> **INSTRUCTIONS FOR THE TASK**:
Do not include the pictures; repeat the rest of the data exactly.

---+---

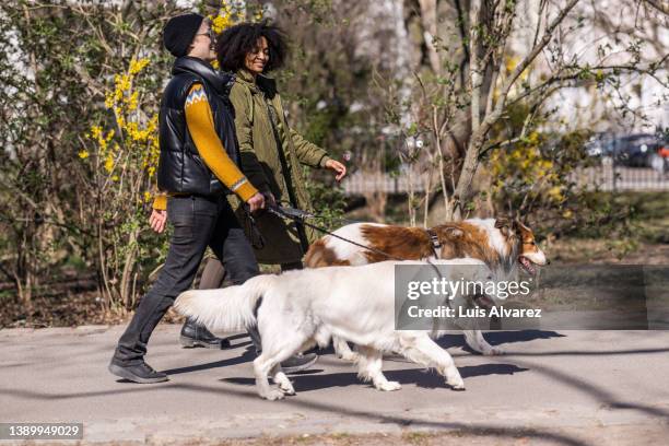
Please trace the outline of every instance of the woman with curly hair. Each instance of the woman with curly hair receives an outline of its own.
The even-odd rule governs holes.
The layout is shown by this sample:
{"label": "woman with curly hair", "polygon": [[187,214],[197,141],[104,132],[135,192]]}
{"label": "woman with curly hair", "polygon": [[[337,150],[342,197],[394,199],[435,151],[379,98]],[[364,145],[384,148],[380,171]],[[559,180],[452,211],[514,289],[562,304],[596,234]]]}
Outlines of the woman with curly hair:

---+---

> **EXPECTED ANSWER**:
Please trace the outline of every instance of the woman with curly hair. Each instance of the woman with curly hair receives an outline of its own.
The even-odd rule governs holes.
The layout is shown by this sample:
{"label": "woman with curly hair", "polygon": [[187,214],[197,141],[104,132],[135,192]]}
{"label": "woman with curly hair", "polygon": [[[337,150],[342,197],[394,199],[435,151],[379,98]],[[364,145],[384,148],[380,171]],[[559,180],[452,211],[514,289],[562,304],[596,234]]]}
Outlines of the woman with curly hair:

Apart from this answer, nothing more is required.